EXCERPT PROVIDED START
What is the Canine Good Citizenship test?FamilyPet
The Canine Good Citizenship test is a 10-part examination, designed by the American Kennel Club, to demonstrate a dog’s ability to be a respected member of the community. This is especially useful, given the fact that many apartment buildings are requiring their future canine residents to come in for interviews. This pertains as much to rentals as it does for co-ops.
While Therapy Dogs International and the Delta Society require all potential therapy dogs pass this test before applying for membership and registration, owners will be required to sign the Responsible Dog Owners Pledge in which they agree to take care of their dog’s health needs, safety, exercise, training, quality of life as well as cleaning up after their dogs in public places and never letting dogs infringe on the rights of others.
Your dog must appear for the test well groomed and the examiner will also try to brush the dog him or herself, so the dog needs to show the examiner that she’ll allow others to brush and groom her and will sit calmly while a stranger pets her.
Then the examiner will want to know that she’s had some formal obedience training and will give her some basic commands such as “Sit/Stay” and “Down/Stay” or “Come.”
Your dog must also be socialized, whether it’s greeting a friendly stranger or interacting with other animals. The examiner will approach you and shake hands. Your dog should accept the approach calmly, without shyness or aggression or jumping or showing other signs of over-enthusiasm. In addition, two handlers and their dogs will approach each other from a distance of about 20 feet, stop, shake hands, converse a little and continue on for about 10 feet. The dogs should show no more than casual interest in each other. Neither dog should go to the other dog or its handler.
While a formal heel isn’t required, your dog must be able to walk without pulling on its leash, negotiating crowds and objects such as umbrellas or crutches. Your dog should not pull at the leash, jump at the people, show either fear or aggression or be distracted in any way.
EXCERPT PROVIDED END
RECORD EXCERPTS START
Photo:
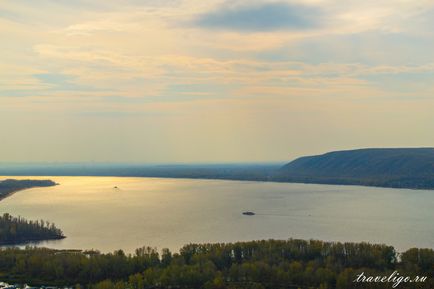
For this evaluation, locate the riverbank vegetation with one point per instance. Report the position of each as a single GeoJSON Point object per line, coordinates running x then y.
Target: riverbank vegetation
{"type": "Point", "coordinates": [16, 230]}
{"type": "Point", "coordinates": [268, 264]}
{"type": "Point", "coordinates": [10, 186]}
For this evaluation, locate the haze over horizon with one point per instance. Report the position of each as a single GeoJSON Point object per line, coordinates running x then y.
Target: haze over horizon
{"type": "Point", "coordinates": [181, 81]}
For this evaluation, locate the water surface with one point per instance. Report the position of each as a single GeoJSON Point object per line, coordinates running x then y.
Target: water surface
{"type": "Point", "coordinates": [172, 212]}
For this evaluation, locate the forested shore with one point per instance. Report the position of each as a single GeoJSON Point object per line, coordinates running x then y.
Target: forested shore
{"type": "Point", "coordinates": [10, 186]}
{"type": "Point", "coordinates": [17, 230]}
{"type": "Point", "coordinates": [270, 264]}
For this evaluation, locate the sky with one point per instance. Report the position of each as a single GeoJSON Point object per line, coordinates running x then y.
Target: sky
{"type": "Point", "coordinates": [181, 81]}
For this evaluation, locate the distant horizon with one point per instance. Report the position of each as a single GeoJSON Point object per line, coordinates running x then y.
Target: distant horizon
{"type": "Point", "coordinates": [211, 81]}
{"type": "Point", "coordinates": [205, 163]}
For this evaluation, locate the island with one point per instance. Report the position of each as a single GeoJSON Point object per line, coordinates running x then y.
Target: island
{"type": "Point", "coordinates": [17, 230]}
{"type": "Point", "coordinates": [10, 186]}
RECORD EXCERPTS END
• [THE TASK] Reproduce the passage from the text about the Canine Good Citizenship test, starting with "While Therapy Dogs" and going on through "stranger pets her.". Rely only on the text about the Canine Good Citizenship test.

• [EXERCISE RESULT]
While Therapy Dogs International and the Delta Society require all potential therapy dogs pass this test before applying for membership and registration, owners will be required to sign the Responsible Dog Owners Pledge in which they agree to take care of their dog’s health needs, safety, exercise, training, quality of life as well as cleaning up after their dogs in public places and never letting dogs infringe on the rights of others.
Your dog must appear for the test well groomed and the examiner will also try to brush the dog him or herself, so the dog needs to show the examiner that she’ll allow others to brush and groom her and will sit calmly while a stranger pets her.